Supplied material:
----

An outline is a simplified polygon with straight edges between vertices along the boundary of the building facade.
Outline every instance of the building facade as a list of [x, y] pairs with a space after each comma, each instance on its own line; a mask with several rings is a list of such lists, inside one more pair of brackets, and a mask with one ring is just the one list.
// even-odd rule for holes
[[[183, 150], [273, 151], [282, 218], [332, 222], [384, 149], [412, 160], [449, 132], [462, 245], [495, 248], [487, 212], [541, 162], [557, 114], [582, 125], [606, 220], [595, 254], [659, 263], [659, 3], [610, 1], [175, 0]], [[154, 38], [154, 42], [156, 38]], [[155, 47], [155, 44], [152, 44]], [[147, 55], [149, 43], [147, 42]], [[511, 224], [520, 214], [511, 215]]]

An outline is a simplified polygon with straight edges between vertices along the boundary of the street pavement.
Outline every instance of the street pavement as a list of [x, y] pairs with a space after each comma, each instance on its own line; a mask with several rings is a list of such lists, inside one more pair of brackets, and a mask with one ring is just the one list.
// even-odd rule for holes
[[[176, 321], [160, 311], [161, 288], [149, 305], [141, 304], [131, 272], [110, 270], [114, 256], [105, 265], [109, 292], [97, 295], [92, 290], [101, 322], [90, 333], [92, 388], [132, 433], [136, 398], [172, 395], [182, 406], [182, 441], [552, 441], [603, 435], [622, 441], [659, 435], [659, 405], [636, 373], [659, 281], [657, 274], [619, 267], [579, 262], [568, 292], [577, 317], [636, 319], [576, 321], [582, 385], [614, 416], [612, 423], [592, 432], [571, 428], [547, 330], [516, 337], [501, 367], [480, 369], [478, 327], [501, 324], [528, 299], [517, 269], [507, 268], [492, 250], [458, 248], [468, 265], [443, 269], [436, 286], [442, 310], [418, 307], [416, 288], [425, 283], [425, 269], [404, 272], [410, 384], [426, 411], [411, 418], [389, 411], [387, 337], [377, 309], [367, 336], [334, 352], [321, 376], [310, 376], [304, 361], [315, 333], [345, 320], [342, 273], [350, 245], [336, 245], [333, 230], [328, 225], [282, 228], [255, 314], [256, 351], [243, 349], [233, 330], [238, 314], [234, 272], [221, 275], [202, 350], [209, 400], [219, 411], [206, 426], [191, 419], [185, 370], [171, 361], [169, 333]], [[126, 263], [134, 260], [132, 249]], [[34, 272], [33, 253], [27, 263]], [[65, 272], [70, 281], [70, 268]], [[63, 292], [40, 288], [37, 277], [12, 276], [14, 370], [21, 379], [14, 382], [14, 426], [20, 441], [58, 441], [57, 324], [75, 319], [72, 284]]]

----

What you need to do:
Copy the data above in full, character for character.

Solution for this task:
An outline is a simplified polygon with straight edges between vertices along the boundary of the building facade.
Outline every instance of the building facade as a list of [x, y] pairs with a space after each comma, each instance on its own line; a mask with several rings is a list of such lists, inside one more pair of brackets, and a mask with one ring is just the one list.
// even-odd rule for holes
[[[183, 150], [273, 151], [282, 218], [332, 222], [384, 149], [412, 160], [449, 132], [462, 245], [495, 248], [487, 212], [541, 162], [557, 114], [582, 125], [606, 220], [595, 254], [659, 263], [659, 3], [610, 1], [175, 0]], [[154, 38], [154, 42], [156, 38]], [[155, 47], [155, 44], [152, 44]], [[147, 55], [149, 43], [147, 42]], [[511, 224], [520, 214], [511, 215]]]

An outline is a simplified polygon with straight edges between vertices along the boundary of the street pavement.
Outline every instance of the street pavement as a list of [x, y] pairs with a space after each comma, each instance on its own line; a mask with several rings is a list of such lists, inside one more pair of brackets, and a mask with one ring is just the one list.
// even-odd rule for holes
[[[176, 321], [160, 311], [161, 288], [149, 305], [141, 304], [131, 272], [110, 270], [114, 256], [105, 265], [109, 292], [97, 295], [92, 290], [101, 322], [90, 333], [92, 388], [132, 433], [136, 398], [172, 395], [182, 406], [182, 441], [552, 441], [603, 435], [622, 441], [659, 435], [659, 405], [636, 373], [659, 281], [657, 274], [619, 267], [579, 262], [568, 292], [577, 317], [636, 319], [576, 321], [582, 385], [614, 416], [612, 423], [592, 432], [571, 428], [547, 330], [516, 337], [501, 367], [480, 369], [478, 327], [501, 324], [528, 299], [517, 269], [507, 268], [492, 250], [458, 248], [468, 265], [443, 269], [436, 286], [442, 310], [418, 307], [416, 288], [425, 283], [425, 269], [404, 272], [410, 384], [426, 411], [411, 418], [389, 411], [387, 337], [377, 309], [367, 336], [334, 352], [321, 376], [310, 376], [304, 361], [315, 333], [345, 320], [342, 273], [350, 245], [336, 245], [333, 230], [328, 225], [282, 228], [255, 314], [256, 351], [243, 349], [233, 330], [238, 314], [234, 272], [221, 275], [202, 350], [209, 400], [219, 411], [206, 426], [191, 419], [185, 370], [171, 361], [169, 333]], [[126, 263], [134, 260], [132, 249]], [[34, 272], [33, 253], [27, 263]], [[65, 272], [70, 281], [70, 268]], [[63, 292], [40, 288], [37, 277], [12, 276], [14, 370], [21, 379], [14, 382], [14, 426], [20, 441], [58, 441], [57, 324], [75, 319], [72, 284]]]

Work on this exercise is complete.